### Work instruction:
Every line of the material must be given again verbatim. Skip the images.

### Data provided:
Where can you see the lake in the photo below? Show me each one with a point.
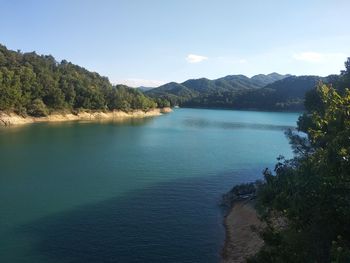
(142, 190)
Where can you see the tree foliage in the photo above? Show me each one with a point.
(312, 191)
(35, 85)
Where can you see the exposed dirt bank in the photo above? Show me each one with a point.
(241, 241)
(10, 119)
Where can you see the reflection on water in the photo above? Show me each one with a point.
(205, 123)
(138, 190)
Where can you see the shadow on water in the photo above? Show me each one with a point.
(177, 221)
(204, 123)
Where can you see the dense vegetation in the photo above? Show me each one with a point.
(311, 192)
(36, 85)
(262, 92)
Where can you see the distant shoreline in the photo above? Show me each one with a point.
(12, 119)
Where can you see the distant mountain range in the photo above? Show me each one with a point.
(264, 92)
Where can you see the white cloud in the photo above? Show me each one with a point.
(191, 58)
(316, 57)
(140, 82)
(242, 61)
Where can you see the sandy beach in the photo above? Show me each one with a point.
(241, 241)
(12, 119)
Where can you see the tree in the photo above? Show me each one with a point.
(312, 191)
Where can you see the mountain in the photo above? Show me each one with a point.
(285, 94)
(144, 89)
(32, 84)
(191, 91)
(264, 80)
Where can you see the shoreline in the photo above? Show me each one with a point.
(241, 241)
(12, 119)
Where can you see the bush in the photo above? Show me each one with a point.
(38, 108)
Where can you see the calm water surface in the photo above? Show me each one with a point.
(138, 191)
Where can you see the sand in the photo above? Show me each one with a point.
(241, 241)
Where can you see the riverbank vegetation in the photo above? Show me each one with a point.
(37, 85)
(311, 192)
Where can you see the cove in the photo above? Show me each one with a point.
(144, 190)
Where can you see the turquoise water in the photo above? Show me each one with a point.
(135, 191)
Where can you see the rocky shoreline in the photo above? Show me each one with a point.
(12, 119)
(241, 224)
(242, 239)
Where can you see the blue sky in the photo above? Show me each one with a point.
(151, 42)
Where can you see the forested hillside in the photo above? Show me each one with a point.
(310, 195)
(37, 85)
(286, 94)
(261, 92)
(205, 93)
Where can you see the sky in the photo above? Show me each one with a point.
(151, 42)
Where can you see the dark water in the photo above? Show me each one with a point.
(138, 191)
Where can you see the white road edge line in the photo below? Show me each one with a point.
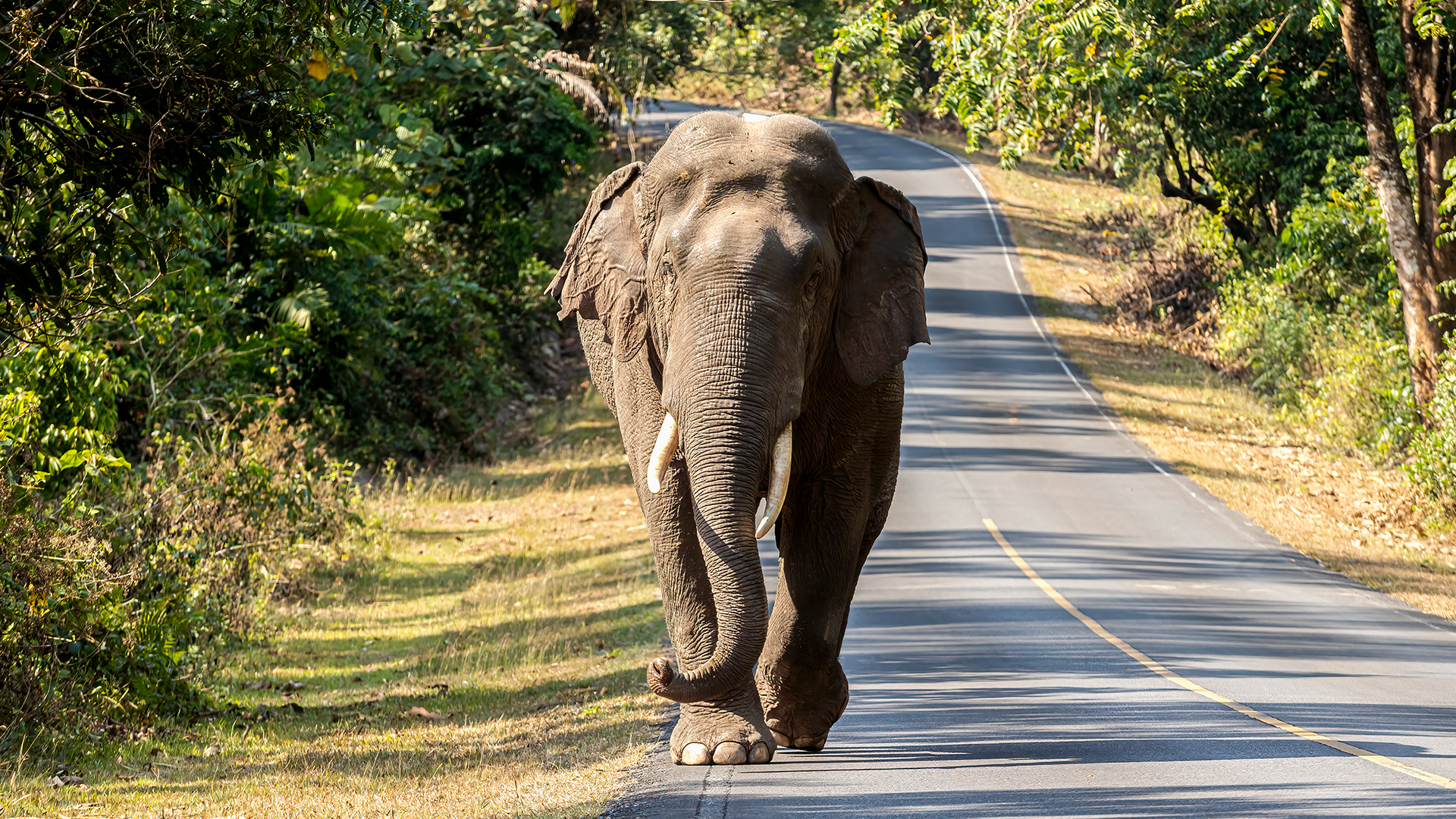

### Output:
Where can you see the lake in the photo below? Show me each one with a point.
(142, 190)
Where can you see the tree foliage in the photo above? Show me each one with a point.
(312, 191)
(35, 85)
Where can you see the exposed dirt bank in the photo above? Show me each one with a point.
(241, 241)
(10, 119)
Where can you see the reflection on water in the photo above? Show me each one with a point.
(205, 123)
(138, 190)
Where can you see the shadow on water in the photo above? Show me each one with a point.
(177, 221)
(204, 123)
Where can you see the dense vegetation in the photo above? Show me each one with a point.
(311, 192)
(36, 85)
(262, 92)
Where can you see the distant shoreline in the photo above? Show me each one with a point.
(12, 119)
Where can you see the distant mountain range in the photo above? Show me each one with a point.
(264, 92)
Where can you see the white cloud in the photo above? Show me each one with a point.
(191, 58)
(316, 57)
(140, 82)
(242, 61)
Where can you see the sandy beach in the photo above? Show me each one with a point.
(241, 241)
(12, 119)
Where can you see the tree in the photo above? Show me each one with a point.
(312, 191)
Where can you see the mountain in the photo above? Show me each one with a point.
(285, 94)
(144, 89)
(32, 84)
(191, 91)
(264, 80)
Where can you see the shoreline in the photo above? Show me each one with a point.
(241, 241)
(12, 119)
Where can you see the bush in the photo above? Show me each one with a point.
(38, 108)
Where can you see the calm water surface in the photo above? Show me each one with a point.
(138, 191)
Where can you see the sand in the photo above? Show me each one with a point.
(241, 241)
Where can you see the riverbank vegetation in the photo above? Show me each one with a point.
(37, 85)
(311, 192)
Where can you see the cove in the photo above? Show me each one with a point.
(144, 190)
Where can you see the turquoise water in the photo above? Show me each one with a point.
(135, 191)
Where can you see the rocky shoreline in the photo above? Show me each one with a point.
(12, 119)
(241, 224)
(242, 239)
Where can you see the blue sky in the photo above? Show me each one with a point.
(151, 42)
Where can you see the forested hillside in the photo above? Show me each one with a point.
(310, 195)
(37, 85)
(286, 94)
(261, 92)
(205, 93)
Where can you see the sky in the photo above? Show me each one with a point.
(151, 42)
Where can you see the dark water in the photo above? Show me each one with a point.
(138, 191)
Where can you see the white road edge line in the photo below? Show me each one with a point.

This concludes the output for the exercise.